Exercise description -> Every record that follows is to be copied exactly, with the pictures omitted.

[Stored data entries]

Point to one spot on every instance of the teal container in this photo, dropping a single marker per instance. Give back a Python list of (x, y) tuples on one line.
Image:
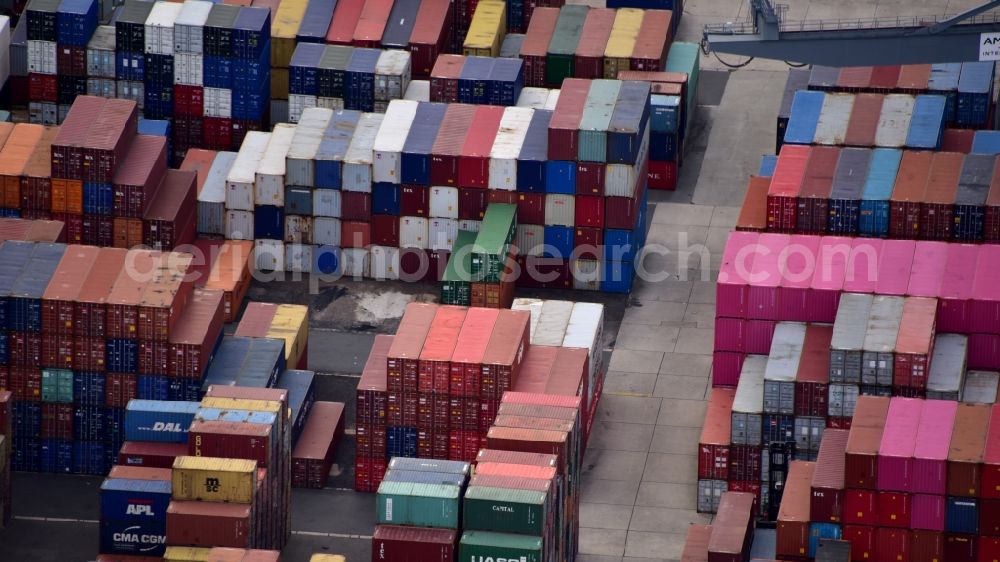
[(57, 386), (419, 505)]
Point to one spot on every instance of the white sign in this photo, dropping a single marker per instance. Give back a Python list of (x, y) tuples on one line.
[(989, 46)]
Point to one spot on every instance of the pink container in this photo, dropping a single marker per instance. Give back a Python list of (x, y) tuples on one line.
[(729, 334), (726, 367), (956, 288), (828, 279), (929, 262), (895, 263), (984, 310), (895, 452), (757, 336), (762, 298), (797, 265), (927, 512), (930, 454), (732, 285), (862, 265)]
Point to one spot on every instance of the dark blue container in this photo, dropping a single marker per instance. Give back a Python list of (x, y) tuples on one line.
[(558, 242), (269, 222), (88, 388), (473, 82), (961, 515), (122, 355), (385, 199), (401, 441), (98, 198), (76, 21), (415, 161), (304, 69)]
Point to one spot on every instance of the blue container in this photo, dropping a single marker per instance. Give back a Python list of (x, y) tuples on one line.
[(89, 457), (473, 82), (415, 161), (333, 147), (806, 107), (76, 22), (130, 537), (99, 198), (926, 123), (56, 456), (401, 441), (304, 68), (385, 199), (122, 355), (874, 208), (531, 162), (560, 177)]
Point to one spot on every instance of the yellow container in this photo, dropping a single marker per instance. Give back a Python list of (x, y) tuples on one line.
[(621, 43), (214, 479), (186, 554), (284, 28), (487, 29)]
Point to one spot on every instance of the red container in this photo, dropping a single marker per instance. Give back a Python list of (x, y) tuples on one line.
[(565, 123), (432, 35), (448, 144), (474, 161), (209, 524)]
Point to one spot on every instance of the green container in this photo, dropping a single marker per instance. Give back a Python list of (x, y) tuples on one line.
[(481, 546), (418, 505), (455, 283), (505, 510), (496, 234), (57, 386)]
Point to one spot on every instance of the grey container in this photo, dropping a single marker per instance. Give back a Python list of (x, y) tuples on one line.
[(980, 387), (880, 340), (841, 399), (948, 367), (709, 494), (782, 367), (849, 337), (748, 405)]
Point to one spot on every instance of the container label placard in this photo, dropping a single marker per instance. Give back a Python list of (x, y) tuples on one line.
[(989, 46)]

Task response ->
Point to one spot on every instance of the teal container in this photo, dropping a single marker per instance. Give back a Python list of (x, y) tuples on one line.
Image:
[(57, 386), (419, 505)]
Point to one spot on every instance of the white sign in this photo, dropping a single marker per instance. Give back a Python list of (x, y) tuples on one line.
[(989, 46)]
Point to one spot on every instance of the pink container in this photo, dropping a single marker per instance. Give back a Python list of (x, y) tuples on one line.
[(729, 334), (726, 367), (956, 288), (828, 279), (929, 262), (895, 263), (984, 310), (895, 452), (757, 336), (762, 298), (797, 265), (927, 512), (930, 454), (732, 285), (862, 265)]
Point to one spot on every instance of the dark blue container in this photo, dropping a single marker per instance. Give back a Python list of (x, y) tuples on one line.
[(558, 242), (269, 222), (88, 388), (473, 82), (961, 515), (122, 355), (385, 199), (401, 441), (98, 198), (76, 21), (415, 161), (304, 69)]
Point to one spot on every instance of the blue container in this photo, dropping a single marker per instance. Give back a Python list of (x, y) tuples on one line.
[(89, 457), (473, 82), (415, 161), (333, 147), (806, 107), (76, 22), (130, 537), (99, 198), (926, 123), (56, 456), (401, 441), (304, 68), (385, 199), (122, 355), (874, 208), (531, 162), (560, 177)]
Point to one spot on every instance of the yellow container in this photo, dropping a single marker per instance. Give back a Python list of (x, y) tuples on one line.
[(621, 43), (214, 479), (186, 554), (284, 28), (487, 29)]
Point to one spot on every instance of the red container in this photo, dropping a single marker per instance. Give back a Python list of (x, y) tuples on one line.
[(565, 123), (432, 35), (448, 144), (474, 161), (209, 524)]
Point to one spot on every instance of the green container in this photo, dropping a single marker per instance. Give back a Python list of (x, y) tuples on one line.
[(481, 546), (418, 505), (455, 283), (505, 510), (496, 234), (57, 386)]
Point to one spot on every instance of the grey container in this photo, dropping a single marker per instance. Give back a Python list of (x, y) tuples on one line.
[(980, 387), (880, 340), (841, 399), (948, 367), (709, 494), (782, 367), (849, 337), (748, 405)]
Point to one spot on every instance of the container label placard in this photo, dropping a single marker per instance. Give back a Python list of (x, y) tuples on one line.
[(989, 46)]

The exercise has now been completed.